To-do list:
a - Reproduce the part of the cougar thread that opens with the words containing "# Cougar spotted" and closes with "in his backyard!".
b - Please answer from the cougar thread: what did the city do in the canyon that afternoon?

[START OF Page excerpt]

# Cougar spotted in bountiful



## TheHunted (Feb 22, 2016)

Couple of cougars have been spotted in bountiful recently. These pics are in my dads backyard. Uncovered deer carcass one day and the next day it was buried... in his backyard!


----------



## Critter (Mar 20, 2010)

Sounds like a good spot for a trail camera


----------



## TheHunted (Feb 22, 2016)

Planning on setting one up tonight after work. The city just ran some dogs in the canyon this afternoon though. And the DWR may come clean up the carcass. Should have set one last night.


----------



## Vanilla (Dec 11, 2009)

Pretty cool. Thanks for sharing.


----------



## 3arabians (Dec 9, 2014)

Good on the lion for helping out with the urban deer population control problem in bountiful. 


Sent from my iPhone using Tapatalk


----------



## Vanilla (Dec 11, 2009)

3arabians said:


> Good on the lion for helping out with the urban deer population control problem in bountiful.
> 
> Sent from my iPhone using Tapatalk


Think how many of Grandma Smith's prized flowers that cat saved!


----------



## middlefork (Nov 2, 2008)

Used to be bunch down at the Fifth Amendment. Oh wait different cougars :smile:

Is that even still a place?


----------



## Al Hansen (Sep 7, 2007)

At our old house ,the backyard went down to Hobbs Pond in Layton. We used to see a lot of deer every winter in our back yard. They became fairly sparse and we began see only a few here and there. Then the DWR posted a sign at the walking path to : Beware Cougar Sited in the Area. My wife was having coffee on the back deck early one morning and saw a Cougar sneeking along the tree line in the back yard. That was a great back yard.


----------



## JerryH (Jun 17, 2014)

middlefork said:


> Used to be bunch down at the Fifth Amendment. Oh wait different cougars :smile:
> 
> Is that even still a place?


Where's Brad!!

It was on Bar rescue


----------

[END OF Page excerpt]
[START OF Information provided]

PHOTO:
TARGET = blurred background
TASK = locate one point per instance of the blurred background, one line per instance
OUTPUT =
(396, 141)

[END OF Information provided]
[START OF Information provided]

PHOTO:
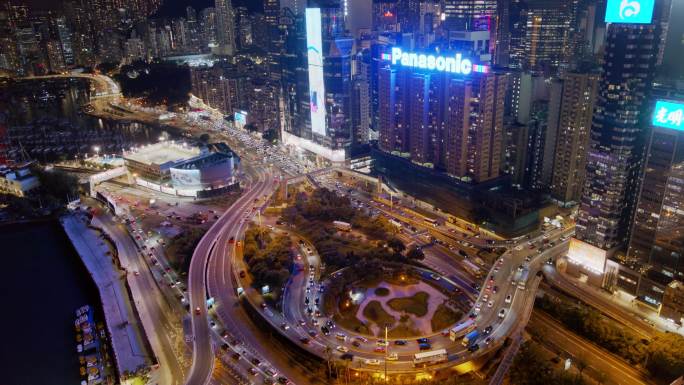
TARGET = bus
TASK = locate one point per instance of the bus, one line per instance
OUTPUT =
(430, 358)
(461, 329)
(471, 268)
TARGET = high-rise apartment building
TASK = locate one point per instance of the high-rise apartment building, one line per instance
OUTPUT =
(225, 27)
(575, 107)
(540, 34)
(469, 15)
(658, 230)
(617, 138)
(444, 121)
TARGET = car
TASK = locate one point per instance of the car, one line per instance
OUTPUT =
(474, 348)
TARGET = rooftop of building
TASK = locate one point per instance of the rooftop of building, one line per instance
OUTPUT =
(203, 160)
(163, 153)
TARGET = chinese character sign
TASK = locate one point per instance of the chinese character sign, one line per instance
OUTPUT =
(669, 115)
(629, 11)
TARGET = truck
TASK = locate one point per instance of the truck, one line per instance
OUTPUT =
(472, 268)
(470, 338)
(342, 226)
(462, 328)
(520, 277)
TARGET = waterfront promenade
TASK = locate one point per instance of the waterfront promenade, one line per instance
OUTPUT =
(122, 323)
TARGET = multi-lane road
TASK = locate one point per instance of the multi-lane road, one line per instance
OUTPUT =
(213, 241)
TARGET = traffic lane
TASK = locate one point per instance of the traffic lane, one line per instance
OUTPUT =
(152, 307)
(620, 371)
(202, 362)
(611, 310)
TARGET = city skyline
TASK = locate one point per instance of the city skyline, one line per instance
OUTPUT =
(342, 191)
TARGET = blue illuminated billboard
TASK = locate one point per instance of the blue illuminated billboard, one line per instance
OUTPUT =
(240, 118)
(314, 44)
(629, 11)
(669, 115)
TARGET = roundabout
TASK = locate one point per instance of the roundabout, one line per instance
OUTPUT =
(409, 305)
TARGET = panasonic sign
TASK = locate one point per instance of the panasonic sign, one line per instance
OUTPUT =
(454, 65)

[END OF Information provided]
[START OF Information provided]

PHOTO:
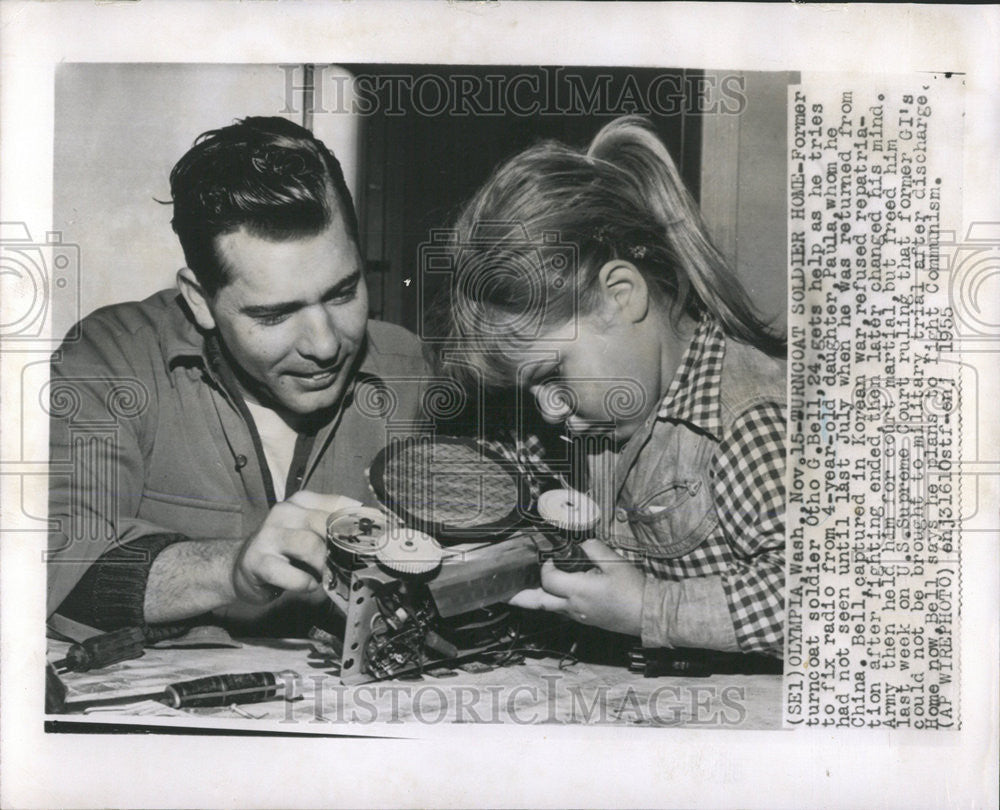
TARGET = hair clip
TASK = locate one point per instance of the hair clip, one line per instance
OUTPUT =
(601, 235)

[END OF Information provided]

Exercise solutions:
a -
# Cougar spotted in bountiful



## TheHunted (Feb 22, 2016)

Couple of cougars have been spotted in bountiful recently. These pics are in my dads backyard. Uncovered deer carcass one day and the next day it was buried... in his backyard!

b - It ran some dogs in the canyon.